OEFENTEKST:
****

Om het ontwerp zo goed mogelijk te kunnen verwerken in de modelschematisatie in HEC-RAS converteren we de Autocad-tekeningen naar Shapefiles en laden die in in QGis. Van daaruit bouwen we de polygonen voor de kokerbak en faunapassage op.

Implementatie polygonen voor de kokerbak en faunapassage in variant 2.

Implementatie polygonen voor de kokerbak en faunapassage in variant 2.

Hoogteraster

Net als bij het oorspronkelijke DO schematiseren we de ontkluisde beek door hem ‘in te branden’ in het terreinmodel. In dit geval werken we echter niet met een rechte betonnen bak maar houden we rekening met de rondingen van de kasteeltorens. Er is in deze variant nog geen sprake van eventuele beschermingsconstructies en voorzetwanden die de kasteelmuur moeten beschermen tegen binnendringend water.

Zowel voor de kokerbak als de faunapassage (alleen aan te leggen aan rechterzijde beek) geldt dat die een bodemverhang hebben.

Als referentie voor het ‘inbranden’ van de koker en faunapassages gebruiken we het raster DTM_5CM_GAPFILL_GEBOUWEN. Dit is het terreinmodel waarin de gaten al zijn dicht-geïnterpoleerd en de hoogte van gebouwen is toegevoegd.

Met HydroToolbox ‘branden’ we als het ware de kokerbak in in het hoogteraster. Ditzelfde doen we voor de faunapassages. In het geval van de kokerbak geldt een gradiënt in het bodemverloop, dus hebben we daarvoor een nieuwe functionaliteit ontwikkeld die we hier inzetten.

De resulterende bestanden noemen we resp. DTM_5CM_GAPFILL_GEBOUWEN_KOKERBAK en DTM_5CM_GAPFILL_GEBOUWEN_KOKERBAK_FAUNA

Inbranden van de kokerbak in het hoogteraster.

Inbranden van de kokerbak in het hoogteraster.

****

GEGEVENSSET:
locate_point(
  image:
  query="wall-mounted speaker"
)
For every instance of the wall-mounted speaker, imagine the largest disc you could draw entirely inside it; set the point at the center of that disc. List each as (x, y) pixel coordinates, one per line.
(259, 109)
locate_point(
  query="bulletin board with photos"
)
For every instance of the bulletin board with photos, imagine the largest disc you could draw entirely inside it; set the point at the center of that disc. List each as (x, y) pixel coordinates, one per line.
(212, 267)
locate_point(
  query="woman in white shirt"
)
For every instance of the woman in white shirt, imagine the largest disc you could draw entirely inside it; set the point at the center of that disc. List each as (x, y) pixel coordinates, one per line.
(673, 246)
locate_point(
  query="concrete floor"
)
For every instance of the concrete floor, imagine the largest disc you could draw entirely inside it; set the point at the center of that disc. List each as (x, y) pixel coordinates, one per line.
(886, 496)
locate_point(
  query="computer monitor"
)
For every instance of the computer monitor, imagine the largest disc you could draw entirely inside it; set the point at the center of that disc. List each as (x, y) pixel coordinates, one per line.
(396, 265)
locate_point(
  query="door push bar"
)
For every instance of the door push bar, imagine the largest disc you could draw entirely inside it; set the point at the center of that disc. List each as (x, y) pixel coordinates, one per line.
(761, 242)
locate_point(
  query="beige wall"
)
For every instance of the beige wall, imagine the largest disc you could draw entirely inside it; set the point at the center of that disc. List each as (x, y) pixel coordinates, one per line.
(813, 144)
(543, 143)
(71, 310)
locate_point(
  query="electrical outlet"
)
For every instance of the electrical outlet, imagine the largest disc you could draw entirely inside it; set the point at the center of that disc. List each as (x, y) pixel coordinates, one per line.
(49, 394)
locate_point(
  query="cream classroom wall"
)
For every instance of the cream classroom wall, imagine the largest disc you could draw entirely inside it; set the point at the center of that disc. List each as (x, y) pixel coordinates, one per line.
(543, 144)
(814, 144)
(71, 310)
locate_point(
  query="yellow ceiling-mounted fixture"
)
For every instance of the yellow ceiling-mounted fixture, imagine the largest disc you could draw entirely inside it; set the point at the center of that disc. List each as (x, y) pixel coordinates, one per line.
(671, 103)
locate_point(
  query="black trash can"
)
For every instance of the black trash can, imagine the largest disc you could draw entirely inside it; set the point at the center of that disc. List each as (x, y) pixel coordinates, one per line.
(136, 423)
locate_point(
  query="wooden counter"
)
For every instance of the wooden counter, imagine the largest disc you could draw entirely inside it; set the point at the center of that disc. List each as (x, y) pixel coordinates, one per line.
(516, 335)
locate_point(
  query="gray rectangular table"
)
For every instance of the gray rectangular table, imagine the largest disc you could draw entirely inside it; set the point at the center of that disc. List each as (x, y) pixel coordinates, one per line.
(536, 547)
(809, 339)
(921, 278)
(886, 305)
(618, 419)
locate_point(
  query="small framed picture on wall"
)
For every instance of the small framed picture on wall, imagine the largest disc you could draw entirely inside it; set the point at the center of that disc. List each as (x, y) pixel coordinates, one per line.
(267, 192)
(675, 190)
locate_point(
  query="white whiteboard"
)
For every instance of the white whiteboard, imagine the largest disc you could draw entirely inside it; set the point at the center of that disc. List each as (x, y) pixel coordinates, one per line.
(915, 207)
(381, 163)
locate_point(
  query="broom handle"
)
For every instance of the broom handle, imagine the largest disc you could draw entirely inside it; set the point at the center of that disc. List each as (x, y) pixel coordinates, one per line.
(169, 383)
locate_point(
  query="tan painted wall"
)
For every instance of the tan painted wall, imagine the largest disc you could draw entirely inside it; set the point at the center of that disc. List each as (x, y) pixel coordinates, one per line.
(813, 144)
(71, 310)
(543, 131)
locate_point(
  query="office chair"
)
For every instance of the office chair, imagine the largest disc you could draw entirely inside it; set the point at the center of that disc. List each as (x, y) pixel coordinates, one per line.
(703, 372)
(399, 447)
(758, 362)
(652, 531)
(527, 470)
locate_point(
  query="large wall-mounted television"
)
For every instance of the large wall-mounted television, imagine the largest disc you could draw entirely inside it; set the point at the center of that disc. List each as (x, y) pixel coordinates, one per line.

****

OPDRACHTEN:
A - Herhaal woordelijk het deel van de tekst over de kokerbak dat begint bij "Net als bij" en eindigt bij "tegen binnendringend water.".
B - Beantwoord de volgende vragen aan de hand van de tekst over de kokerbak.
(i) Naar welk bestandsformaat worden de Autocad-tekeningen geconverteerd?
(ii) Welk raster wordt gebruikt als referentie voor het inbranden van de koker en de faunapassages?
(iii) Aan welke zijde van de beek wordt de faunapassage aangelegd?

ANTWOORDEN:
A -
Net als bij het oorspronkelijke DO schematiseren we de ontkluisde beek door hem ‘in te branden’ in het terreinmodel. In dit geval werken we echter niet met een rechte betonnen bak maar houden we rekening met de rondingen van de kasteeltorens. Er is in deze variant nog geen sprake van eventuele beschermingsconstructies en voorzetwanden die de kasteelmuur moeten beschermen tegen binnendringend water.

B -
(i) De Autocad-tekeningen worden geconverteerd naar Shapefiles.
(ii) Als referentie wordt het raster DTM_5CM_GAPFILL_GEBOUWEN gebruikt.
(iii) De faunapassage wordt alleen aan de rechterzijde van de beek aangelegd.